* begin INFORMATION SUPPLIED *

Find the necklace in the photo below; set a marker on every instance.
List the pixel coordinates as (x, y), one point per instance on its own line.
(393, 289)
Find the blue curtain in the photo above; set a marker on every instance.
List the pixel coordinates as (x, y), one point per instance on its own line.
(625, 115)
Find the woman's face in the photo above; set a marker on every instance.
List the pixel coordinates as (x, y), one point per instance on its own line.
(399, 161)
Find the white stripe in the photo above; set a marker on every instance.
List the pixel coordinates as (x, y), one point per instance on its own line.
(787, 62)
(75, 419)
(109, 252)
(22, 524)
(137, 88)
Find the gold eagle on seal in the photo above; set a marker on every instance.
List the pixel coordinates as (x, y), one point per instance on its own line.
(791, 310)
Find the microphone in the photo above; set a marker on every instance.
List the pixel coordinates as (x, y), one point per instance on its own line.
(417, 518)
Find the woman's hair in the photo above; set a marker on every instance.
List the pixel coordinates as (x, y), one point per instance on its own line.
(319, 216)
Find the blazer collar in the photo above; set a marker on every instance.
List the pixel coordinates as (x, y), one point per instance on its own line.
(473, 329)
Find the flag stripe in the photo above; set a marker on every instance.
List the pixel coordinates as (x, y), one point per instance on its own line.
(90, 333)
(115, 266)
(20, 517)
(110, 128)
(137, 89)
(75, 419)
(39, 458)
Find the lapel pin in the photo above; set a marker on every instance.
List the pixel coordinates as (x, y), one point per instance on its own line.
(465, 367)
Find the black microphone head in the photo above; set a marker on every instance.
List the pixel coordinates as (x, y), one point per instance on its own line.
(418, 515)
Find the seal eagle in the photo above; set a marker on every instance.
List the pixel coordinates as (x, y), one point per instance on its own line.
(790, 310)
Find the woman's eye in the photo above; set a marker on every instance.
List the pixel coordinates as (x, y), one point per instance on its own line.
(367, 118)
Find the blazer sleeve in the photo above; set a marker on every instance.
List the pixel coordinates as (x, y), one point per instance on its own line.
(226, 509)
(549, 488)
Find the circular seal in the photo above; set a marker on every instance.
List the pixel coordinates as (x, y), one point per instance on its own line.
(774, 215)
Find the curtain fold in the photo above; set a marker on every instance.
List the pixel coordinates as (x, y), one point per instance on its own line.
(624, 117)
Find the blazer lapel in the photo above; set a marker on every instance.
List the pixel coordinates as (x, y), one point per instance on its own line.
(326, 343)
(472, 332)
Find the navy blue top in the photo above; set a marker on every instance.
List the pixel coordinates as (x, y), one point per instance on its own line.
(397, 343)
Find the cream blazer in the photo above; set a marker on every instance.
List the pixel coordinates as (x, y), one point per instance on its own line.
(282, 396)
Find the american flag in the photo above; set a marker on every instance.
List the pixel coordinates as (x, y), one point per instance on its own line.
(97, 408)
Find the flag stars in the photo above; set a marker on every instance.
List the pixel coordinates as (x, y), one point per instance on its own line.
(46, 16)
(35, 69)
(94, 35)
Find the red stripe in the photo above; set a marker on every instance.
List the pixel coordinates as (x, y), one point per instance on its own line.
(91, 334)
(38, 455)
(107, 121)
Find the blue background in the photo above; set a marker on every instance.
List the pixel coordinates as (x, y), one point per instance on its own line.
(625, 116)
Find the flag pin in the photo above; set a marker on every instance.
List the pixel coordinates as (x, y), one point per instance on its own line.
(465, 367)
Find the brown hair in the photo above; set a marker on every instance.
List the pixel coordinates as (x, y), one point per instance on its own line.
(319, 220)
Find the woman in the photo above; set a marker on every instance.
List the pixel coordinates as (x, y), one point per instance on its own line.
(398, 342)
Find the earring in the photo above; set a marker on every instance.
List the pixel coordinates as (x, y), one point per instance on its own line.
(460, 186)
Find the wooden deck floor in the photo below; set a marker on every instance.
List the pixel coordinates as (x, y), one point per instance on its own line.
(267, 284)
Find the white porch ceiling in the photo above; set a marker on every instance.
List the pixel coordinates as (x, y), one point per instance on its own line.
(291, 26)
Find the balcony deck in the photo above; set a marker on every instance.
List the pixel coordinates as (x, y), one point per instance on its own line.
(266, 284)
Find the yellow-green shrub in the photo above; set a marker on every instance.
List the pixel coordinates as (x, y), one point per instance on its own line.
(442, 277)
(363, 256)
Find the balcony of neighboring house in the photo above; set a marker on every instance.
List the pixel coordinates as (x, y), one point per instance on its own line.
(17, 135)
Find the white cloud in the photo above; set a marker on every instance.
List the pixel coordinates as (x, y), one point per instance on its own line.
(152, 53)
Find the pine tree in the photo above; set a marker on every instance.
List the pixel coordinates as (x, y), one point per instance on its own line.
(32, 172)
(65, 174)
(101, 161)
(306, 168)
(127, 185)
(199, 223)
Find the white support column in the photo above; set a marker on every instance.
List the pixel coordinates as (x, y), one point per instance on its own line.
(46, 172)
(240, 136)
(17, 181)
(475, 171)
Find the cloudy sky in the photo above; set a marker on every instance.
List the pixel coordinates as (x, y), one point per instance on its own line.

* end INFORMATION SUPPLIED *

◆ WHAT THE TASK ASKS ◆
Reproduce each record exactly as it appears.

◆ COMPLETE OUTPUT ◆
Find the necklace in the photo below; set a marker on every instance.
List the pixel coordinates as (x, y), one point per instance on its own line.
(393, 289)
Find the blue curtain in the photo above; set a marker on every instance.
List the pixel coordinates as (x, y), one point per instance on its own line.
(625, 115)
Find the woman's face in the photo above; set a marker on every instance.
List the pixel coordinates as (x, y), one point per instance on its own line.
(399, 161)
Find the white stripe in the photo above; set a marker on every instance.
List the pixel coordinates as (x, y), one point per instance on its own line.
(787, 62)
(75, 419)
(109, 252)
(22, 524)
(137, 88)
Find the gold eagle on seal in the photo above; set a marker on every instance.
List the pixel coordinates as (x, y), one point per instance on its own line.
(791, 310)
Find the microphone in the photo above; set a marker on every instance.
List the pixel coordinates as (x, y), one point per instance on its own line.
(417, 518)
Find the woman's hair in the photo above; set a marker on every instance.
List the pixel coordinates as (x, y), one point per instance on its own line.
(319, 216)
Find the blazer collar in the photo above; set a marker on every instance.
List the pixel coordinates as (x, y), one point per instance on its own line.
(473, 329)
Find the flag stripe in the photo above; set a marker on every instance.
List the pixel coordinates as (x, y), one point per instance on its own line.
(90, 333)
(115, 266)
(20, 517)
(110, 128)
(137, 89)
(75, 419)
(39, 458)
Find the lapel pin in the photo above; set a marker on every instance.
List the pixel coordinates as (x, y), one point per instance on its own line.
(465, 367)
Find the black microphone head in the photo above; set a marker on every instance.
List the pixel coordinates as (x, y), one point per instance on its own line.
(418, 515)
Find the seal eagle in the photo above; set a marker on every instance.
List the pixel coordinates as (x, y), one point per instance on its own line.
(790, 310)
Find the woman's eye in the photo above; set a marker on every instance.
List the pixel coordinates as (x, y), one point per instance on its own line.
(367, 118)
Find the blazer sleeve in the photo above; set a marker on every instance.
List the pixel coordinates as (x, y), one point per instance on its own line.
(226, 509)
(549, 488)
Find the circular seal in the photo above; set a marker on every instance.
List the pixel coordinates as (x, y), one point per instance on its own line.
(774, 215)
Find the curtain fold in the photo above; set a marker on every instance.
List the pixel coordinates as (x, y), one point per instance on its own line.
(624, 117)
Find the blazer lapel in the photo above; set a marker on every instance.
List the pixel coordinates as (x, y), one point per instance on its own line.
(326, 343)
(472, 332)
Find the navy blue top in the photo above; set a marker on every instance.
List the pixel coordinates as (x, y), one point per instance on its own line.
(397, 343)
Find the cream blazer in the photo above; set a marker on every instance.
List the pixel coordinates as (x, y), one point per instance on its own line.
(282, 396)
Find the american flag in the photo above; set a marker on every instance.
List the pixel coordinates as (x, y), one point per instance on its own line.
(97, 408)
Find the flag stars in the photo above; set a marker on every instance.
List the pixel coordinates as (x, y), one point per instance on its own line.
(46, 16)
(35, 69)
(94, 35)
Find the red stripe in the photo above; set a marker on every instance.
List the pixel coordinates as (x, y), one point per instance on its own line.
(91, 334)
(38, 455)
(107, 121)
Find the blue background in the photo above; set a marker on every instance.
List the pixel coordinates as (x, y), one point per instance on its own line.
(625, 116)
Find the flag pin in the photo above; set a marker on every instance.
List the pixel coordinates as (x, y), one point per instance on its own line.
(465, 367)
Find the brown hair in the photo above; set a marker on every instance.
List the pixel coordinates as (x, y), one point per instance on its own line.
(319, 220)
Find the woman in the photo above; set a marker on every instance.
List the pixel coordinates as (x, y), one point per instance on its own line.
(398, 342)
Find the earring in the photo above; set a marker on every instance.
List the pixel coordinates as (x, y), one point per instance on its own line.
(460, 186)
Find the wooden deck floor in the photo below; set a marker on every instance.
List the pixel coordinates as (x, y), one point per instance on its own line.
(267, 284)
Find the white porch ceiling in the photo above; set a marker on every instance.
List the pixel coordinates as (x, y), one point per instance on its own line.
(291, 26)
Find the balcony deck in the photo above; set a marker on every instance.
List the pixel coordinates as (x, y), one point per instance on its own line.
(266, 284)
Find the yellow-green shrub in the photo above; set a marker on every instance.
List the pixel coordinates as (x, y), one point per instance on its own line.
(442, 277)
(363, 256)
Find the balcony of neighboring house in the photo above; set a marker on every instance.
List the pixel coordinates as (x, y), one point per instance on its own line.
(17, 135)
Find the white cloud in the photo above; set a marker on every instance.
List the pixel coordinates as (x, y), one point per instance on its own line.
(152, 53)
Find the pine tree in the photo above; set a marker on every instance.
List the pixel coordinates as (x, y), one point per instance on its own line.
(32, 172)
(65, 174)
(101, 161)
(306, 168)
(127, 185)
(199, 223)
Find the white support column in the photo above; set a marker on every instance.
List the pixel coordinates as (x, y), one point per instance on its own line.
(46, 172)
(240, 136)
(17, 181)
(475, 171)
Find the cloudy sky in the photo above; set a marker on every instance.
List the pixel coordinates as (x, y), one point per instance on its own line.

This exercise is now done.